Exercise prompt:
For each statement, say whether it agrees with the text below on the minor-league season, and quote the deciding words: (a) The November 3, 2020 report described a tentative plan for MLB and Triple-A players to arrive in February. (b) A final PDL is expected in January. (c) Teams with separate minor-league facilities clearly fare better than one-location camps.

Text block:
────────────────

We’re a little surprised this is considered news, as we’ve been reporting on the likelihood for weeks, but here goes: the MiLB season will likely be delayed due to a variety of factors, with spring training to be held in shifts and a final PDL not expected until February.
Flash back to November 3, 2020, when we reported that spring training would likely be held in shifts, with a tentative plan to have MLB and Triple-A players arriving in February, and remaining minor leaguers reporting in April, resulting in a later start to the 2021 MiLB season:
The possibility of two separate spring-training sessions cuts down on the number of players in camp in any given time. Right now the major leaguers report for duty in mid-February, along with select minor leagues and camp invitees. After the beginning of March minor leaguers report to camp, where they embark on their own training schedules and games. When everyone is in camp, it can make for a lot of players spending a lot of time in very close quarters, depending on the team arrangement. One-location camps like Camelback Ranch-Glendale or JetBlue Park force a lot of interactions between players when the camps are at capacity, but it’s not clear that teams with separate minor-league facilities fare any better: We know a Yankees farmhand was diagnosed with COVID-19 after training at the New York minor-league camp….

────────────────

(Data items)
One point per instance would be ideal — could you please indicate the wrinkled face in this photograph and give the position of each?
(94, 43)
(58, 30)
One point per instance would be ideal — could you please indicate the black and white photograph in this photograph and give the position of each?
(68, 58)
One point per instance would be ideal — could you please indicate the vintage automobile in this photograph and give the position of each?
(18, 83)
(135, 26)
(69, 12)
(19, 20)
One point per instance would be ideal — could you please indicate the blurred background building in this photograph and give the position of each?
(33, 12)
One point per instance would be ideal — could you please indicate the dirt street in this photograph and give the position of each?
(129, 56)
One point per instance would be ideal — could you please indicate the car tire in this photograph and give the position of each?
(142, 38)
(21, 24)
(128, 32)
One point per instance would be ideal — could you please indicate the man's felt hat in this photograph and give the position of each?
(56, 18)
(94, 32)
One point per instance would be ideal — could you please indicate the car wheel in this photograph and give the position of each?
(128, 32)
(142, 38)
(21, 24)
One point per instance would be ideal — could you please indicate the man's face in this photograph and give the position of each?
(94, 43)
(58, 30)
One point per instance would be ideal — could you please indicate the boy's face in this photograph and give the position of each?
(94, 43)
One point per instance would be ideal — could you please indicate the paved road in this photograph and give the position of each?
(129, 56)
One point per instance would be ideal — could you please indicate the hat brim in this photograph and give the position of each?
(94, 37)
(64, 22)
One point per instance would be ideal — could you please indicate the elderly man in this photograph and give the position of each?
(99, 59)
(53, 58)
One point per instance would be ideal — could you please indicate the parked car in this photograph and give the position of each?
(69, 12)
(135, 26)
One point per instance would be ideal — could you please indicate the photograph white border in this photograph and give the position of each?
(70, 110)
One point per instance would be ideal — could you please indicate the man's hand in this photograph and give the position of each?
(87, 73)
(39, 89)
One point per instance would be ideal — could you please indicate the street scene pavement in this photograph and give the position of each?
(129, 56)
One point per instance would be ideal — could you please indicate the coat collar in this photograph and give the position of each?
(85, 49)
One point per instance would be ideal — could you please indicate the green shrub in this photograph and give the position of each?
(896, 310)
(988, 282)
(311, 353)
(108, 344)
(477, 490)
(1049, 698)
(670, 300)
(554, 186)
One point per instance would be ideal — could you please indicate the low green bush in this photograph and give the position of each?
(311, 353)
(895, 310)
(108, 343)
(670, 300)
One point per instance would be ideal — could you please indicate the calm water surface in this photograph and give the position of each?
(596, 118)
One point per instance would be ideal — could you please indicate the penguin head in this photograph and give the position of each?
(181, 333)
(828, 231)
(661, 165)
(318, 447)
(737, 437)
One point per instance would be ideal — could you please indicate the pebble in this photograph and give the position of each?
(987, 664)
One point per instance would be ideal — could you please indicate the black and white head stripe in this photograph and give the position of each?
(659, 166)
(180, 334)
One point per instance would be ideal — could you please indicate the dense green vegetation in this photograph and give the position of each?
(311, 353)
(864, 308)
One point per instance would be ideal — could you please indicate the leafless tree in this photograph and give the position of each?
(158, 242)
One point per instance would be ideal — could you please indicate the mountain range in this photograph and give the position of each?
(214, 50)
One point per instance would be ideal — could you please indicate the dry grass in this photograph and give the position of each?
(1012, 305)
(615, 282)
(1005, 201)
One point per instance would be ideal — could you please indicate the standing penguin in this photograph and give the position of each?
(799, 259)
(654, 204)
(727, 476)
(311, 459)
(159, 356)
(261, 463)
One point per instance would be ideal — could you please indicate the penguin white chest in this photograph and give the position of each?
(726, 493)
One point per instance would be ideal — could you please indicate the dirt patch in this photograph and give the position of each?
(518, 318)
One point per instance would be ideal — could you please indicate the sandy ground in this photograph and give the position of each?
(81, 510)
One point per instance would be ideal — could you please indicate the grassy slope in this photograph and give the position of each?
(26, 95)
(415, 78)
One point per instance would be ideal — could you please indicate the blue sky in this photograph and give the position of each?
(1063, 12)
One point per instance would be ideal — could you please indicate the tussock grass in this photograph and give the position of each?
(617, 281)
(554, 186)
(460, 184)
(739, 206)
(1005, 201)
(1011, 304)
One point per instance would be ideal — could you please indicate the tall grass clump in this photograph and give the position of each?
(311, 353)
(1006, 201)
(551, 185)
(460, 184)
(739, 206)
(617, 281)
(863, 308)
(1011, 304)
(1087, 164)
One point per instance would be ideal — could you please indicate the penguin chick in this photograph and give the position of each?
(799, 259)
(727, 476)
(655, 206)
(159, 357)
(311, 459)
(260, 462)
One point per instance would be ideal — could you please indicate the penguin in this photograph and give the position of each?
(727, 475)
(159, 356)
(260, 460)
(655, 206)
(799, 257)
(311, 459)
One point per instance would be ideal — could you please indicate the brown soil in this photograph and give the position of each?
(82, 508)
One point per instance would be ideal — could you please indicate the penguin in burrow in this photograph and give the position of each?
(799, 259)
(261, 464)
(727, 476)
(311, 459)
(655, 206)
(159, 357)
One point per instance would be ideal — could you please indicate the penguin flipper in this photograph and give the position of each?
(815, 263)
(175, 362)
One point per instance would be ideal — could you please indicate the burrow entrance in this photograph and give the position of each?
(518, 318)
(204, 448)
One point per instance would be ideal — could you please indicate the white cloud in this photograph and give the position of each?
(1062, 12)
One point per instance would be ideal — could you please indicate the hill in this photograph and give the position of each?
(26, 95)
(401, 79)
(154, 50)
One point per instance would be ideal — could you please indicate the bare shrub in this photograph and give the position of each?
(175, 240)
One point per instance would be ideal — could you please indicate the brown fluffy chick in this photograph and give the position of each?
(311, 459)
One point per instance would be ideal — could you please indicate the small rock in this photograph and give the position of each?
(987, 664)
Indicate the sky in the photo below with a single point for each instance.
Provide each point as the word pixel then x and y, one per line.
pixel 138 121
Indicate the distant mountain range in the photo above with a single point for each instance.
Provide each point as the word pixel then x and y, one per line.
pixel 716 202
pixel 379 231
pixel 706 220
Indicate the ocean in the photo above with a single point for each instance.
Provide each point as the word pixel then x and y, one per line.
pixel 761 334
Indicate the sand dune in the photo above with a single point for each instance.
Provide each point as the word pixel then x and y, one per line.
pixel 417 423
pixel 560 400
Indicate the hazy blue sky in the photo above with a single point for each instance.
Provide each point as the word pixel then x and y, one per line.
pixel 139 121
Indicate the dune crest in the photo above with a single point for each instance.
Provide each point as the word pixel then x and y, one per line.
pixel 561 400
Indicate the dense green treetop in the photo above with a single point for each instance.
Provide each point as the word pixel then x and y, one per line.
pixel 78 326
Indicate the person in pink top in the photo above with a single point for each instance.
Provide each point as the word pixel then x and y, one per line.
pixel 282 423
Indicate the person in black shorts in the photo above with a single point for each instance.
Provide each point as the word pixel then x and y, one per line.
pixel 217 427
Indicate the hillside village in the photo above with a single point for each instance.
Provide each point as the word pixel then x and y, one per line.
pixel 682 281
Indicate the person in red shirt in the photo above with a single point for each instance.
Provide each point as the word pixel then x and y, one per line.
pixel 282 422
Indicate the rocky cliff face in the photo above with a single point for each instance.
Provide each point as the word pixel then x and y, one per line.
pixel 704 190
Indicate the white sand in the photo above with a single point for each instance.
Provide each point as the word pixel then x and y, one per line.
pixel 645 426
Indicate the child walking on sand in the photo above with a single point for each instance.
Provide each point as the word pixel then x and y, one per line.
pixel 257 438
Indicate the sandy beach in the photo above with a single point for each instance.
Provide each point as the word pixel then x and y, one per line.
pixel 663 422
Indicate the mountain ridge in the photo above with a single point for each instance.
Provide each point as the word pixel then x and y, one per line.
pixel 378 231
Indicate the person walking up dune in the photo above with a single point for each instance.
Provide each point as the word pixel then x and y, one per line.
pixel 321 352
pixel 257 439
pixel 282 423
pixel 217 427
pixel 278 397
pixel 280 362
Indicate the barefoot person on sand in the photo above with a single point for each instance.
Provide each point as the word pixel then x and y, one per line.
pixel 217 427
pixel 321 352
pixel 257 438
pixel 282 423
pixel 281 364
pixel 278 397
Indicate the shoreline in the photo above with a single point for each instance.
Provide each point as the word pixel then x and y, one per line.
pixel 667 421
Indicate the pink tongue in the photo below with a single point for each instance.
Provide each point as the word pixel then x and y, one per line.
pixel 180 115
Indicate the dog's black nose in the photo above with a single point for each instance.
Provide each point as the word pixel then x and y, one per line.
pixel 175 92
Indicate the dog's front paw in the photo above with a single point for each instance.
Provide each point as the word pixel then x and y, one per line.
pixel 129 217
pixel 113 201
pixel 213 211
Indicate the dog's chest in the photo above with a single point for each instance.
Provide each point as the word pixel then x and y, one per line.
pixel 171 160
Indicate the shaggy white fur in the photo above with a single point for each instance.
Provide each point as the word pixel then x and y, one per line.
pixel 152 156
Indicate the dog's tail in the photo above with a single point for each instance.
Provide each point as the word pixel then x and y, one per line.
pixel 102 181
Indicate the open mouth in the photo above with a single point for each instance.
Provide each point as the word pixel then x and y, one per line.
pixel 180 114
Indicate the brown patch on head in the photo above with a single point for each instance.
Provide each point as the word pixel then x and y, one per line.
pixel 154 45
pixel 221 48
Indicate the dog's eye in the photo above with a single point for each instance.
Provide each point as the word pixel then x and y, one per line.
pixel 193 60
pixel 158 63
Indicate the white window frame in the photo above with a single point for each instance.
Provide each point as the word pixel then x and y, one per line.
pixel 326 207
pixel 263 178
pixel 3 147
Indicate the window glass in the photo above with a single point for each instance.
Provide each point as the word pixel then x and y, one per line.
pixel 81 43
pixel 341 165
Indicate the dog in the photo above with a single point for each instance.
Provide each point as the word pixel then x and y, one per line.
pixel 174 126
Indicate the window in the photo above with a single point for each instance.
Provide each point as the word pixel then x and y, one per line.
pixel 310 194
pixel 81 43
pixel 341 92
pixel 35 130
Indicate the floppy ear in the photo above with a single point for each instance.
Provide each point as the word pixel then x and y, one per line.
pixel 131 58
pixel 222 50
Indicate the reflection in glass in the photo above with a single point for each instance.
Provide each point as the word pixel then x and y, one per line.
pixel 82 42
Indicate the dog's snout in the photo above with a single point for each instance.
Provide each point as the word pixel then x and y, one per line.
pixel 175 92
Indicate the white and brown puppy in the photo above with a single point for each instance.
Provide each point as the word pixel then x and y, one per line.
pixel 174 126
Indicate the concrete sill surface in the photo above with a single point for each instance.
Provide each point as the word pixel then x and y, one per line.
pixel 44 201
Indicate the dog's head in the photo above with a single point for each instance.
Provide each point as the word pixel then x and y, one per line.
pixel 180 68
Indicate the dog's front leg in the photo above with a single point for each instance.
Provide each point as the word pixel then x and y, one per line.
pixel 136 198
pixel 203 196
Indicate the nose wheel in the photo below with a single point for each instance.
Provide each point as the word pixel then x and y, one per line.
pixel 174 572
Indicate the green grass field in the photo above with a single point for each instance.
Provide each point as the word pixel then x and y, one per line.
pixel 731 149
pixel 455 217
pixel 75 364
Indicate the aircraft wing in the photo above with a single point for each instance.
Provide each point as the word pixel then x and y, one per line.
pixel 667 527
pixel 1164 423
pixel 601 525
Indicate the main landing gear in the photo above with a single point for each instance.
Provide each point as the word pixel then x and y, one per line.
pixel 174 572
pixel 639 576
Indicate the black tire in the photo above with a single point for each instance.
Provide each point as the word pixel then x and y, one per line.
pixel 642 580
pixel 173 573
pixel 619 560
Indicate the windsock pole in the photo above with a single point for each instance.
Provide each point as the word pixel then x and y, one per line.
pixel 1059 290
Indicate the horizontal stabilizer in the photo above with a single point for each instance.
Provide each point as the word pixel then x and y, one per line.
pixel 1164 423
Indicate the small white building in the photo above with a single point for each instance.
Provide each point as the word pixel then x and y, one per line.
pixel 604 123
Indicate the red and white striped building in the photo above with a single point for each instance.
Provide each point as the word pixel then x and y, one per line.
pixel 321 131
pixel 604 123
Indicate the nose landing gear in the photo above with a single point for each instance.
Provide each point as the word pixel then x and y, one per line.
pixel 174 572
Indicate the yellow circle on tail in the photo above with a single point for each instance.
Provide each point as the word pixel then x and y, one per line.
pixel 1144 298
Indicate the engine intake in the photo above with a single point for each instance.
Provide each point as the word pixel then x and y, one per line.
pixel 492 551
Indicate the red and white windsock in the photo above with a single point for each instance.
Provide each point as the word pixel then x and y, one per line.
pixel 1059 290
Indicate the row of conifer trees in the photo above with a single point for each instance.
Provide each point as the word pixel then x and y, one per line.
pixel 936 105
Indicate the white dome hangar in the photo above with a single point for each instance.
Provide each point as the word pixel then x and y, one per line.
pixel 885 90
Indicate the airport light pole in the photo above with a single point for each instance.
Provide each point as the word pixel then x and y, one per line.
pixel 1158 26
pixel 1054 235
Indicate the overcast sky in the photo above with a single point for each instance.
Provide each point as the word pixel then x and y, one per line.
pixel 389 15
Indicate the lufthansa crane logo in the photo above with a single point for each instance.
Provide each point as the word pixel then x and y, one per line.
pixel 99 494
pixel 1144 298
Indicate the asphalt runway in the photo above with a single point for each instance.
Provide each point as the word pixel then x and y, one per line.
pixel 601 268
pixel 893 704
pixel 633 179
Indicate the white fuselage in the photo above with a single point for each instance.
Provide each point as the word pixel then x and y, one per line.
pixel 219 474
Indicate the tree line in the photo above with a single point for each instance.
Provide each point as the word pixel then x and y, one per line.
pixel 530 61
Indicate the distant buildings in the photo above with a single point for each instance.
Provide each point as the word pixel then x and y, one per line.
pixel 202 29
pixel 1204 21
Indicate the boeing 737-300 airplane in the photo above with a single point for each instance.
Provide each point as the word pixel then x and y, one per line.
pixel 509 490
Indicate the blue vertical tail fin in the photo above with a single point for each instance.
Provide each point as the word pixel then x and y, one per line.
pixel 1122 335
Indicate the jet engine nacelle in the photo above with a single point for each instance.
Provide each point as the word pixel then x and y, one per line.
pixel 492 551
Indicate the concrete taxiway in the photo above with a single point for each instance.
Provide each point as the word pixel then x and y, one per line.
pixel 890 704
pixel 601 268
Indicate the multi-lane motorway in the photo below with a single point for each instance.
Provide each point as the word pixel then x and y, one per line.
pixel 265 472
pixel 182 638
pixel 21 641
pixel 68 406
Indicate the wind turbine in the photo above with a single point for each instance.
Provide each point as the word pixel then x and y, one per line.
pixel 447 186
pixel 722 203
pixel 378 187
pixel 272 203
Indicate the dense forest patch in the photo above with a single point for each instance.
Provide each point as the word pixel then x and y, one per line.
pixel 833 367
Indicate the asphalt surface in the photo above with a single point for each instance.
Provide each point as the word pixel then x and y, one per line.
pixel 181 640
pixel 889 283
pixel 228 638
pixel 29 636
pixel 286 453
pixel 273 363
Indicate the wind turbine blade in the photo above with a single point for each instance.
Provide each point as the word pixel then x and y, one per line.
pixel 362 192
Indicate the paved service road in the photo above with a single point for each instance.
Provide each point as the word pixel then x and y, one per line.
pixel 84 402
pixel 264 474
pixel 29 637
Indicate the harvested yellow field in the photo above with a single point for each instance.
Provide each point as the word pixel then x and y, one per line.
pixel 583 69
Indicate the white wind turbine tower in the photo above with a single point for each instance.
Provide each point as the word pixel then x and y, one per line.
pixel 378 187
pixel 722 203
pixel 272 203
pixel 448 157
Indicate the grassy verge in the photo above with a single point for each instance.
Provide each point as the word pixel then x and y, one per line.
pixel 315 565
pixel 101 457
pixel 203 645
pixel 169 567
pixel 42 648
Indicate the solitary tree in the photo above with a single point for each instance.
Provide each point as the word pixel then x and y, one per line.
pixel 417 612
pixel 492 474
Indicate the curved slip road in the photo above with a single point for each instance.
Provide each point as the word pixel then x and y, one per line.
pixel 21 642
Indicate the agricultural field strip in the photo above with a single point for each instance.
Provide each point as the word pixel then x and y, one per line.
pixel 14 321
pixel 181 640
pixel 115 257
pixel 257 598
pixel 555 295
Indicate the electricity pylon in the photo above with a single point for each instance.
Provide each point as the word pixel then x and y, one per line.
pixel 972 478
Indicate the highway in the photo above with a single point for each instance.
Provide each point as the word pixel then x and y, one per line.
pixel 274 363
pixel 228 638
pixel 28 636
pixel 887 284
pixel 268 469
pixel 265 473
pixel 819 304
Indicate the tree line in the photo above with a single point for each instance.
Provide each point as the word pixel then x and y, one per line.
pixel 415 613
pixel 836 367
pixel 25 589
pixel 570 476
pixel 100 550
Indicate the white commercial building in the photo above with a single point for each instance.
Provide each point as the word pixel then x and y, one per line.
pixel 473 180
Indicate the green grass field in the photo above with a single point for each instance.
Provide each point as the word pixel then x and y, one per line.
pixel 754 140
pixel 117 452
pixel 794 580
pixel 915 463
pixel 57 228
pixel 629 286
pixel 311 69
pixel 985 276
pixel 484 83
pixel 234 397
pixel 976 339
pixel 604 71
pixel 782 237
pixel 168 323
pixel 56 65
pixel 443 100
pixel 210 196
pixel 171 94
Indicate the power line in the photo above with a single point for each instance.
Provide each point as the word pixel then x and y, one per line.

────────────────

Reply to the task:
(a) Yes: "with a tentative plan to have MLB and Triple-A players arriving in February"
(b) No: "a final PDL not expected until February"
(c) No: "it’s not clear that teams with separate minor-league facilities fare any better"